* [Data under study]:
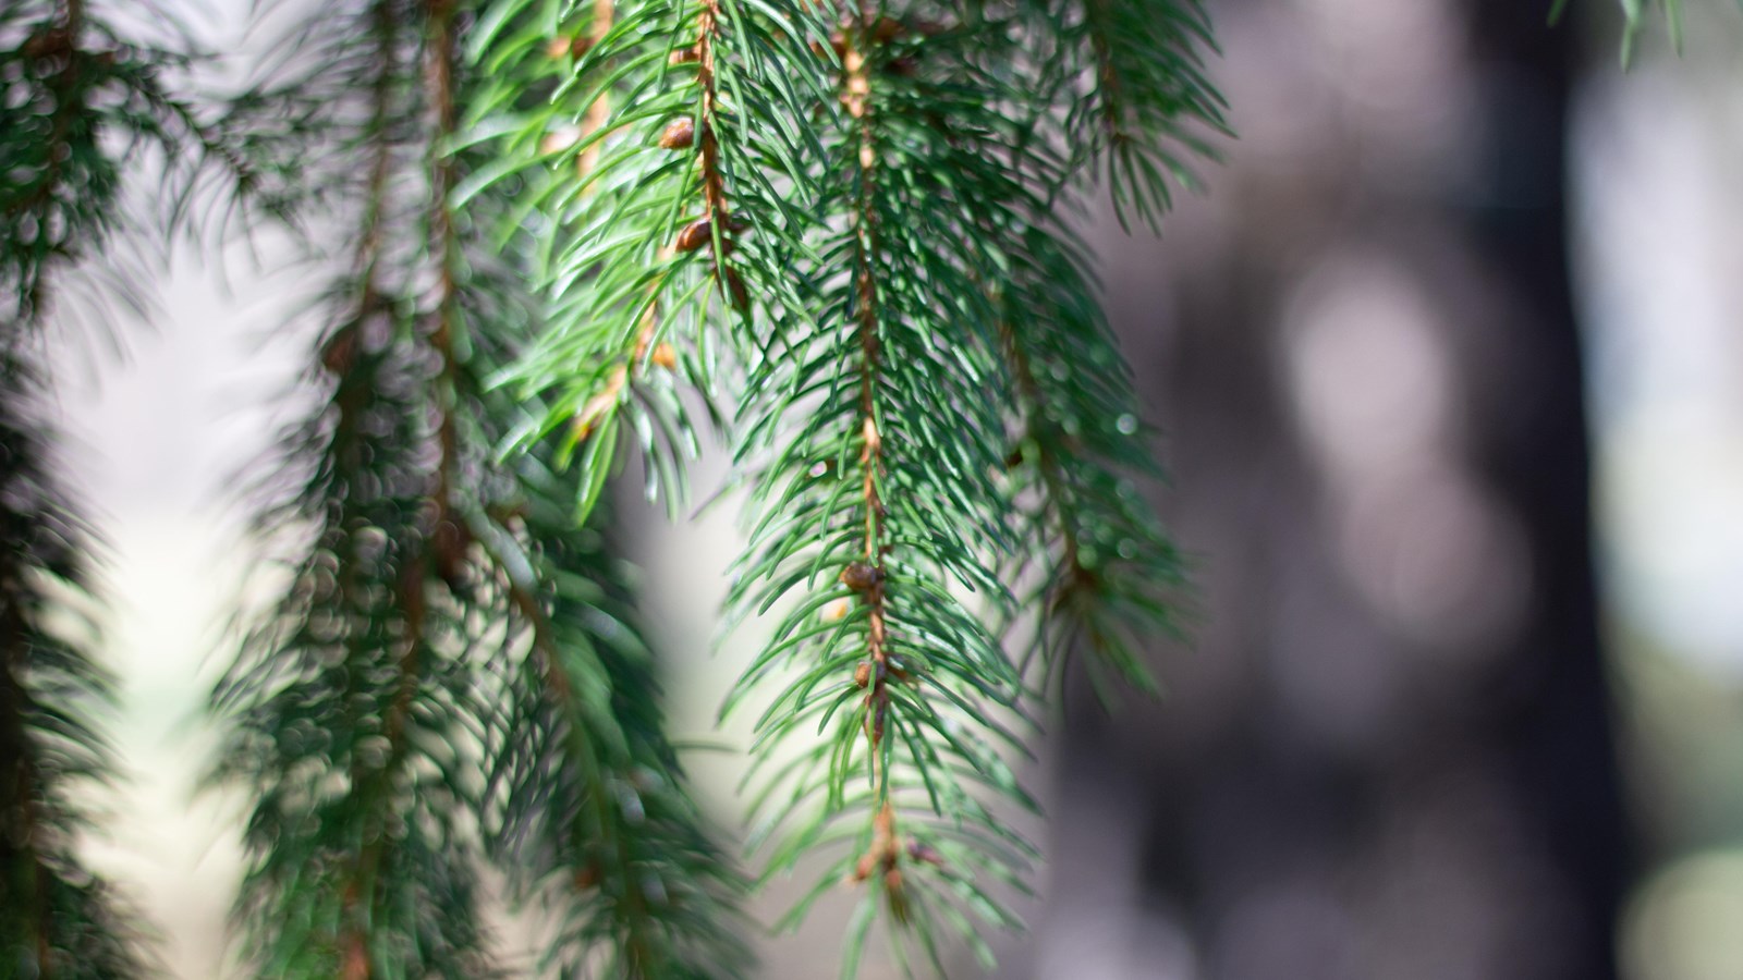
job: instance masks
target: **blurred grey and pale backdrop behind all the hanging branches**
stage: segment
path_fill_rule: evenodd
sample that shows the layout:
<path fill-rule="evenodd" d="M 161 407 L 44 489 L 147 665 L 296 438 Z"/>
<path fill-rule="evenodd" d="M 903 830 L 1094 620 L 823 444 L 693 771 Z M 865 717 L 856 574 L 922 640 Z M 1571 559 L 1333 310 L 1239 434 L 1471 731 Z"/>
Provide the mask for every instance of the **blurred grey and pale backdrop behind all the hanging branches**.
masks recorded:
<path fill-rule="evenodd" d="M 1604 0 L 1208 5 L 1241 140 L 1161 241 L 1089 230 L 1194 636 L 1157 640 L 1161 703 L 1068 687 L 999 977 L 1743 977 L 1743 16 L 1687 3 L 1682 58 L 1654 24 L 1624 75 Z M 204 0 L 221 51 L 246 7 Z M 124 678 L 91 847 L 185 978 L 223 971 L 239 860 L 234 800 L 190 802 L 234 474 L 307 342 L 227 269 L 180 255 L 159 326 L 59 375 Z M 678 729 L 741 745 L 730 509 L 624 513 Z M 722 759 L 692 769 L 730 823 Z M 833 977 L 837 935 L 767 975 Z"/>

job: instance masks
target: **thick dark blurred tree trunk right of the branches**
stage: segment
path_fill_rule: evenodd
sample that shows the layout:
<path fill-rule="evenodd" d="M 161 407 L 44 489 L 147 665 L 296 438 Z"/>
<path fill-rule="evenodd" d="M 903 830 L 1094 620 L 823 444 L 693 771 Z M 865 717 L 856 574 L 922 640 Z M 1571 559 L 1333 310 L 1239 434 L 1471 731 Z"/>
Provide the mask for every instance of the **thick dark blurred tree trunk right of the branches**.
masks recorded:
<path fill-rule="evenodd" d="M 1056 902 L 1016 975 L 1112 942 L 1122 966 L 1086 977 L 1616 977 L 1628 832 L 1567 270 L 1572 33 L 1541 7 L 1447 5 L 1457 84 L 1424 87 L 1424 126 L 1457 133 L 1424 150 L 1386 85 L 1312 80 L 1365 54 L 1316 47 L 1325 17 L 1213 5 L 1245 140 L 1168 241 L 1109 239 L 1201 626 L 1159 656 L 1159 708 L 1075 698 Z M 1443 408 L 1428 434 L 1407 424 L 1422 399 Z M 1088 943 L 1084 909 L 1129 931 Z"/>

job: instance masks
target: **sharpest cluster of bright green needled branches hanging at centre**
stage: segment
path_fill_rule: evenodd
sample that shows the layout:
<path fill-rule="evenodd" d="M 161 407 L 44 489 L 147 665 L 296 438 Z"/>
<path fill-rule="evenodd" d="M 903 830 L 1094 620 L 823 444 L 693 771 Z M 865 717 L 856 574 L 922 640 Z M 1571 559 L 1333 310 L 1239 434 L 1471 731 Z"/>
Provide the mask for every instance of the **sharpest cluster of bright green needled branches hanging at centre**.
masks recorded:
<path fill-rule="evenodd" d="M 729 621 L 781 610 L 725 704 L 762 701 L 763 877 L 823 858 L 784 922 L 866 882 L 849 971 L 878 909 L 905 963 L 938 968 L 945 935 L 988 959 L 974 921 L 1014 924 L 1002 900 L 1035 856 L 1006 807 L 1034 807 L 1011 759 L 1046 678 L 1084 645 L 1142 684 L 1131 643 L 1173 621 L 1177 560 L 1131 485 L 1154 469 L 1136 399 L 1055 208 L 1096 174 L 1122 214 L 1166 208 L 1175 146 L 1224 127 L 1203 16 L 627 2 L 603 33 L 549 9 L 546 45 L 512 30 L 525 9 L 481 31 L 511 80 L 474 129 L 535 174 L 519 218 L 553 256 L 551 331 L 509 375 L 551 392 L 528 432 L 570 425 L 586 511 L 622 425 L 650 493 L 680 487 L 680 392 L 716 424 L 715 385 L 737 392 L 751 541 Z M 999 642 L 1018 619 L 1021 663 Z"/>

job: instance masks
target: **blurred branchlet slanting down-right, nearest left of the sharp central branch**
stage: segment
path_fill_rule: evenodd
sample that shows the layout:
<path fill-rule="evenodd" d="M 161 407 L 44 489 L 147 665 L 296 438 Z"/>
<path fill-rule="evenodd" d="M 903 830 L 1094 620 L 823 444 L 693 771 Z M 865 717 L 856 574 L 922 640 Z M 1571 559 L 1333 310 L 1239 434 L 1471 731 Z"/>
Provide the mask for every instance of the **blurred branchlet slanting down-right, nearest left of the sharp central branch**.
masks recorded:
<path fill-rule="evenodd" d="M 683 790 L 622 568 L 573 527 L 573 476 L 549 453 L 516 471 L 518 516 L 483 539 L 516 610 L 486 725 L 486 827 L 516 895 L 563 910 L 540 973 L 741 977 L 746 882 Z"/>

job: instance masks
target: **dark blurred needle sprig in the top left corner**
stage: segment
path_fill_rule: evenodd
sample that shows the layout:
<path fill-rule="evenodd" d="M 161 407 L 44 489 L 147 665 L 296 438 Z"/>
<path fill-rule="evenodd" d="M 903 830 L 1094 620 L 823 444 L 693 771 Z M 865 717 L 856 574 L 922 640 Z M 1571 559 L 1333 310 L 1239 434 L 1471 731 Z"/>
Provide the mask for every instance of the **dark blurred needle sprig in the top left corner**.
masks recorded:
<path fill-rule="evenodd" d="M 58 316 L 63 326 L 85 314 L 87 326 L 112 330 L 119 309 L 146 305 L 146 263 L 159 256 L 138 249 L 230 230 L 239 204 L 265 206 L 253 167 L 207 106 L 164 85 L 190 61 L 181 49 L 192 42 L 176 44 L 136 44 L 80 0 L 14 0 L 0 12 L 0 316 L 33 323 L 47 281 L 101 255 L 103 288 L 64 289 Z M 122 173 L 141 160 L 160 169 L 155 213 L 119 194 Z"/>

* [Brief]: Reproduce the records exactly, images excluded.

* [Task answer]:
job: instance masks
target: **blurred grey and pale backdrop behind all the hanging branches**
stage: segment
path_fill_rule: evenodd
sample that shows the layout:
<path fill-rule="evenodd" d="M 161 407 L 44 489 L 147 665 L 296 438 Z"/>
<path fill-rule="evenodd" d="M 903 830 L 1094 620 L 823 444 L 693 771 Z M 865 717 L 856 574 L 922 640 Z M 1571 559 L 1333 310 L 1239 434 L 1471 731 Z"/>
Provide the mask for every instance of the **blurred grey and pale backdrop behind all the hanging branches**.
masks recorded:
<path fill-rule="evenodd" d="M 1604 0 L 1208 5 L 1241 140 L 1161 241 L 1089 230 L 1194 636 L 1157 640 L 1161 703 L 1068 687 L 999 977 L 1743 977 L 1743 16 L 1687 3 L 1682 58 L 1654 24 L 1624 75 Z M 204 0 L 221 51 L 246 7 Z M 124 678 L 91 847 L 185 978 L 223 971 L 239 860 L 234 800 L 190 802 L 234 474 L 307 342 L 227 269 L 180 255 L 159 326 L 59 375 Z M 678 729 L 741 745 L 730 509 L 624 513 Z M 722 759 L 692 769 L 730 823 Z M 833 977 L 837 935 L 767 975 Z"/>

job: instance masks
target: **thick dark blurred tree trunk right of the branches**
stage: segment
path_fill_rule: evenodd
sample that shows the layout:
<path fill-rule="evenodd" d="M 161 407 L 44 489 L 147 665 L 296 438 Z"/>
<path fill-rule="evenodd" d="M 903 830 L 1094 620 L 823 444 L 693 771 Z M 865 717 L 856 574 L 922 640 Z M 1571 559 L 1333 310 L 1239 434 L 1471 731 Z"/>
Provide the mask for every instance of the **thick dark blurred tree trunk right of the branches**.
masks recorded:
<path fill-rule="evenodd" d="M 1056 902 L 1016 975 L 1112 942 L 1122 966 L 1086 977 L 1616 977 L 1628 832 L 1567 270 L 1572 33 L 1541 7 L 1447 5 L 1457 84 L 1424 87 L 1424 126 L 1457 133 L 1424 150 L 1386 85 L 1312 80 L 1365 54 L 1316 47 L 1325 17 L 1213 5 L 1245 140 L 1168 241 L 1109 239 L 1201 626 L 1159 656 L 1159 708 L 1075 698 Z M 1443 408 L 1428 434 L 1407 424 L 1422 399 Z M 1088 943 L 1084 909 L 1129 931 Z"/>

job: instance masks
target: **sharpest cluster of bright green needled branches hanging at centre**
stage: segment
path_fill_rule: evenodd
sample that shows the layout:
<path fill-rule="evenodd" d="M 161 407 L 44 489 L 147 665 L 296 438 Z"/>
<path fill-rule="evenodd" d="M 903 830 L 1094 620 L 823 444 L 693 771 Z M 865 717 L 856 574 L 922 640 Z M 1571 559 L 1333 310 L 1239 434 L 1471 731 Z"/>
Provide the mask for every instance of the **sharpest cluster of bright green needled branches hanging at centre**.
masks recorded:
<path fill-rule="evenodd" d="M 729 621 L 781 610 L 725 704 L 762 701 L 763 877 L 823 858 L 784 922 L 866 882 L 849 971 L 878 909 L 905 963 L 938 968 L 945 935 L 988 959 L 974 921 L 1014 924 L 1002 900 L 1035 856 L 1006 807 L 1034 807 L 1011 759 L 1046 678 L 1084 645 L 1142 684 L 1131 643 L 1173 621 L 1177 560 L 1131 485 L 1154 469 L 1136 399 L 1055 208 L 1096 174 L 1122 214 L 1166 208 L 1175 146 L 1224 127 L 1203 16 L 627 2 L 603 33 L 549 9 L 546 45 L 512 30 L 525 9 L 481 31 L 511 80 L 474 129 L 535 174 L 519 218 L 553 256 L 551 331 L 509 375 L 551 392 L 528 432 L 570 425 L 586 511 L 622 425 L 650 493 L 680 487 L 680 392 L 716 424 L 715 385 L 737 392 L 751 541 Z M 999 642 L 1018 619 L 1021 663 Z"/>

job: instance masks
target: **blurred branchlet slanting down-right, nearest left of the sharp central branch**
stage: segment
path_fill_rule: evenodd
sample that shows the layout:
<path fill-rule="evenodd" d="M 161 407 L 44 489 L 147 665 L 296 438 Z"/>
<path fill-rule="evenodd" d="M 903 830 L 1094 620 L 823 444 L 693 771 Z M 865 717 L 856 574 L 922 640 Z M 1571 559 L 1333 310 L 1239 434 L 1471 731 Z"/>
Provide the mask for every instance of the **blurred branchlet slanting down-right, nearest left of the sharp central branch**.
masks recorded:
<path fill-rule="evenodd" d="M 683 790 L 622 568 L 573 527 L 573 476 L 549 453 L 516 471 L 518 516 L 483 539 L 516 610 L 486 725 L 486 827 L 516 895 L 563 910 L 540 973 L 741 977 L 746 882 Z"/>

job: instance masks
target: **dark blurred needle sprig in the top left corner**
stage: segment
path_fill_rule: evenodd
sample that shows the layout:
<path fill-rule="evenodd" d="M 161 407 L 44 489 L 147 665 L 296 438 Z"/>
<path fill-rule="evenodd" d="M 903 830 L 1094 620 L 823 444 L 693 771 Z M 865 717 L 856 574 L 922 640 Z M 1571 559 L 1333 310 L 1239 434 L 1471 731 Z"/>
Provide the mask for every instance of the **dark blurred needle sprig in the top left corner**.
masks recorded:
<path fill-rule="evenodd" d="M 58 316 L 63 326 L 85 314 L 87 326 L 112 330 L 119 309 L 146 305 L 146 263 L 159 256 L 138 249 L 230 230 L 239 204 L 265 206 L 253 167 L 207 106 L 164 85 L 190 61 L 181 49 L 192 42 L 176 44 L 136 44 L 80 0 L 14 0 L 0 12 L 0 316 L 33 323 L 47 281 L 101 255 L 103 288 L 64 289 Z M 122 173 L 141 160 L 160 169 L 155 213 L 119 194 Z"/>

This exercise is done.